FRAGMENTO DE TEXTO:
Como señaló Rafael Bielsa (el abuelo) en 1929: “Si se pudiese admitir por un instante que, por efecto de los contratos de concesión, la voluntad de los concesionarios pudiera poner en jaque las decisiones tomadas por la Administración en un fin de utilidad pública, necesario sería condenar irremisiblemente el sistema de concesión como contrario al interés general.”
Envejecer tiene también consecuencias. Una de ellas es que las personas tienden a repetirse. Durante el gobierno de Cristina Fernández de Kirchner una de las estrategias favoritas del Grupo Clarín fue motorizar sus reclamos a través de asociaciones de usuarios. Recuerdo con particular cariño la acción cautelar que en su momento interpuso una asociación de usuarios de Fibertel por sanciones que le habían sido aplicadas a la empresa. El detalle delicioso de la anécdota fue que la asociación de usuarios en cuestión se había constituido con domicilio en el estudio de abogados del Grupo Clarín. Y el dato de color que completa la anécdota: era el estudio de Carlos Rosenkrantz, quien dejó de ser miembro de ese estudio para convertirse en miembro de la Corte Suprema durante el gobierno de… Mauricio Macri, en una polémica designación como juez de la Corte por decreto.

INFORMACIÓN PROPORCIONADA:
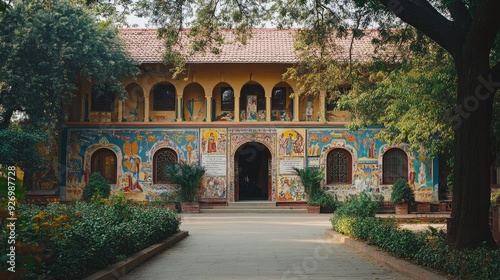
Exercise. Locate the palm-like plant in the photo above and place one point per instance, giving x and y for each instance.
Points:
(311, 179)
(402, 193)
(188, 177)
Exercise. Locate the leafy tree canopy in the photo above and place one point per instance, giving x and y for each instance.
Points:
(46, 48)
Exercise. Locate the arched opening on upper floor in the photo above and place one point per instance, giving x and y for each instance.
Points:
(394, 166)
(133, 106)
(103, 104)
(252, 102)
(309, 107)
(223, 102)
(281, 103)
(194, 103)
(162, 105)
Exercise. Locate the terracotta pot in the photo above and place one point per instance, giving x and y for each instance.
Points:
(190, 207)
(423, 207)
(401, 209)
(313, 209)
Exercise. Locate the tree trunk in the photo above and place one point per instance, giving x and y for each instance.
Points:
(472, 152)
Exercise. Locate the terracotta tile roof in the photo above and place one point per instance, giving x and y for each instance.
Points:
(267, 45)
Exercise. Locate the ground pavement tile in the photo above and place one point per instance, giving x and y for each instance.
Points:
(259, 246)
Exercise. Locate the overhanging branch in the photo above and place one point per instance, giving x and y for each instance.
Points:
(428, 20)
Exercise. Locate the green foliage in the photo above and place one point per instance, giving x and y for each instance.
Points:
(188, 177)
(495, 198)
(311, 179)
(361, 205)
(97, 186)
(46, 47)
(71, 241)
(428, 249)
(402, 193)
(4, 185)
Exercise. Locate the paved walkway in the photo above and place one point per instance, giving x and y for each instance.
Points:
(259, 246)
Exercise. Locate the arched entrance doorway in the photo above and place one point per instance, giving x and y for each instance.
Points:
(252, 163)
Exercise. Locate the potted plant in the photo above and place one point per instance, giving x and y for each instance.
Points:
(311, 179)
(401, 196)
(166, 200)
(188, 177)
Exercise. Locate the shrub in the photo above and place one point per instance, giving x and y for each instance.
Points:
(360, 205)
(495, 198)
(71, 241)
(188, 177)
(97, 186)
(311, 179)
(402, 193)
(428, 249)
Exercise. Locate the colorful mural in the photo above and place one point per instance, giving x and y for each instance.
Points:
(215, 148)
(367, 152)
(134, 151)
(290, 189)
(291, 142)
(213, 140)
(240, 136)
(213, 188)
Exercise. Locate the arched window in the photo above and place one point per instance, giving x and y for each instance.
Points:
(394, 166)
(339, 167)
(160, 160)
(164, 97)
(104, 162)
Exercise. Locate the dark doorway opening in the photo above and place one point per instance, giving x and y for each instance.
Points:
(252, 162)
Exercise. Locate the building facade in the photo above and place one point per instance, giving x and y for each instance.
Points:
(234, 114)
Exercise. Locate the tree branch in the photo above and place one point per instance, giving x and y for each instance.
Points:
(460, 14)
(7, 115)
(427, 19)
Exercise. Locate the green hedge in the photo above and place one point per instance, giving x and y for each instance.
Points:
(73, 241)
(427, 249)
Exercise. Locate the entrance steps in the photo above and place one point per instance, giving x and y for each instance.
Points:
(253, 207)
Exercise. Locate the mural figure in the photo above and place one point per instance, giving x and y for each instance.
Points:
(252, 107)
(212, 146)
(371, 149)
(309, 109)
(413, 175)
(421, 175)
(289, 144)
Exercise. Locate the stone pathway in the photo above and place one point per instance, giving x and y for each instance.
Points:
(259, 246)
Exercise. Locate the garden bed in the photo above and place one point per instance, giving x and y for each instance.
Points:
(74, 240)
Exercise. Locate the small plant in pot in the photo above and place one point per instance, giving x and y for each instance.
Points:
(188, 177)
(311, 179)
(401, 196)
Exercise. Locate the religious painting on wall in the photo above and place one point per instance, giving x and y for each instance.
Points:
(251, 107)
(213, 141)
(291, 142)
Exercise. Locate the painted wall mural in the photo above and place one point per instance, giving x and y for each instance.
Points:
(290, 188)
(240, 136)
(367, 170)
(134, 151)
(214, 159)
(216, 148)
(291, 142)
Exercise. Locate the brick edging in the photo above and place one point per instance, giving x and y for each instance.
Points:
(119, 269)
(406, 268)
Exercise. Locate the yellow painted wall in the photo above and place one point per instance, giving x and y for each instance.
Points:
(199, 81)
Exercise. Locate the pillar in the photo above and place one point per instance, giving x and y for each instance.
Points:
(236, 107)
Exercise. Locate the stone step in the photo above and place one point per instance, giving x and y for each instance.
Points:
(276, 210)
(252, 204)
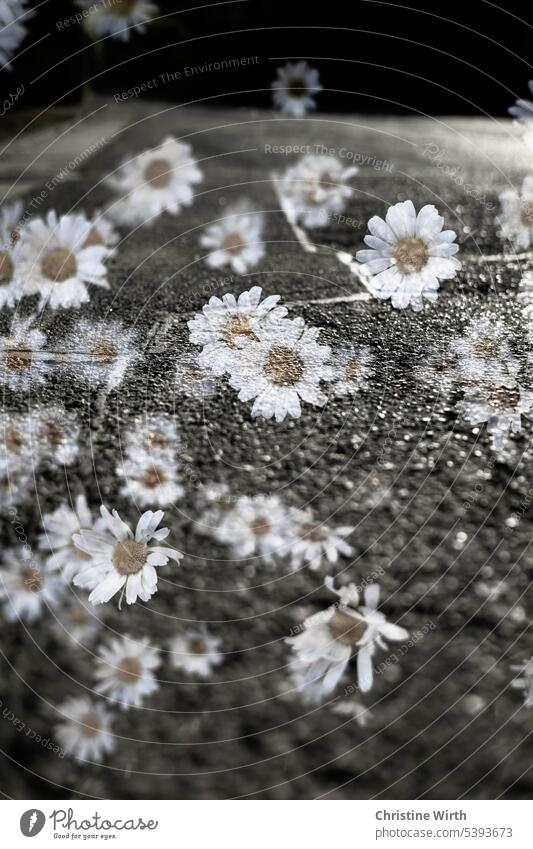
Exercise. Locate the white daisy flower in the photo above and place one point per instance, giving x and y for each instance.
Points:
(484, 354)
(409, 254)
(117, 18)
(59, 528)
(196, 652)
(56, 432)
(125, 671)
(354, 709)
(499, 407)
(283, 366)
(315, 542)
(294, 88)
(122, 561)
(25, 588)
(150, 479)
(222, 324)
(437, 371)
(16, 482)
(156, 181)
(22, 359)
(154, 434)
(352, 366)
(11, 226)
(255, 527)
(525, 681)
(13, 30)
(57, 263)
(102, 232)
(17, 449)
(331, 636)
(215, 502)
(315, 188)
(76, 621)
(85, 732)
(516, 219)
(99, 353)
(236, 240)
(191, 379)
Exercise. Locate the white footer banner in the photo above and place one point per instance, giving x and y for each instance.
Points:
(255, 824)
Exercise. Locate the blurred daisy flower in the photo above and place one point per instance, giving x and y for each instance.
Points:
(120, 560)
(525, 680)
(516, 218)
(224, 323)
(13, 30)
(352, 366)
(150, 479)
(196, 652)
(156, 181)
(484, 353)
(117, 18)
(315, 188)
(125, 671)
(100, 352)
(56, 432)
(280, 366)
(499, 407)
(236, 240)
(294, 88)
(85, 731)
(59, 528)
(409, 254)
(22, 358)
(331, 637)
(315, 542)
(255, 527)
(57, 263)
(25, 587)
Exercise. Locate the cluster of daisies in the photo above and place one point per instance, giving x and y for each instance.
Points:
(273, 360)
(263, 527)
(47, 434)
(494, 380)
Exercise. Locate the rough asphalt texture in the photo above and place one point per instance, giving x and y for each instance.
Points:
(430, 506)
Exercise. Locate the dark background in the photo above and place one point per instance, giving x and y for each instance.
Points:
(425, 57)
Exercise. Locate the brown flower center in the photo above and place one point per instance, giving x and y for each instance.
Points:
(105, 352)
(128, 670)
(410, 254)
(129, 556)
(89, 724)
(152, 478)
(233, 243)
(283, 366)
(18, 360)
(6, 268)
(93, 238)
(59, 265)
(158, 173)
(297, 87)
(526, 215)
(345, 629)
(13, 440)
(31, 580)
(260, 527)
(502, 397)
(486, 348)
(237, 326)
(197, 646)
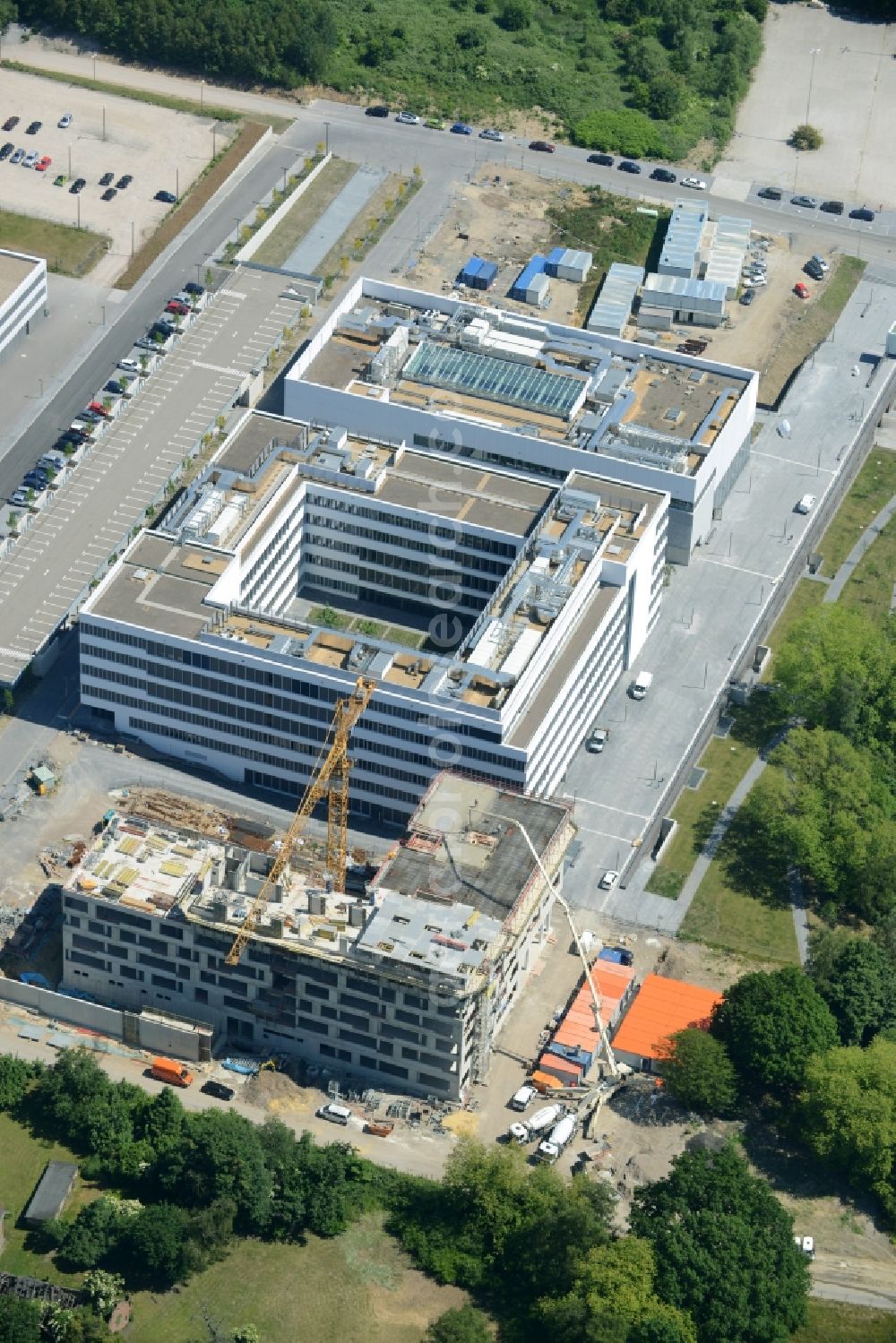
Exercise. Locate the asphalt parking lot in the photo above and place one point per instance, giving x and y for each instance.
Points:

PREGUNTAS:
1 - En el texto sobre el Grupo Clarín, ¿dónde tenía su domicilio la asociación de usuarios de Fibertel que interpuso la acción cautelar?
2 - Prolonga el texto sobre el Grupo Clarín y las asociaciones de usuarios a partir de su última oración.

RESPUESTAS OBTENIDAS:
1 - En el estudio de abogados del Grupo Clarín.

2 -
En estos días una asociación de usuarios está reclamando judicialmente contra el decreto que limita los aumentos de tarifas de las empresas. Afirma que “que la negativa a autorizar el aumento del 20% compromete la competencia y sustentabilidad de las empresas y, por ende, la efectiva prestación de los servicios de telecomunicaciones a todos los usuarios”. A estas alturas no sorprenderá a nadie que la asociación de usuarios está vinculada a un funcionario de … el gobierno de Mauricio Macri. Precisamente a quien fuese el Director de Defensa del Consumidor durante el gobierno de Cambiemos, quien renuncio a la asociación para asumir el cargo en cuestión.
Mas allá de los debates judiciales, que son siempre apasionantes, creo oportuno recordar que “en el derecho comparado más moderno se reconoce como un derecho humano el acceso a las TIC. Así se verifica, por ejemplo, en los ESTADOS UNIDOS MEXICANOS, donde en 2013 se consagró en el artículo 6 de su Constitución Política el derecho de acceso a Internet, y también en la República de Francia, donde fue consagrado por el Conseil Constitutionnel como derecho fundamental el acceso a Internet en el año 2009”.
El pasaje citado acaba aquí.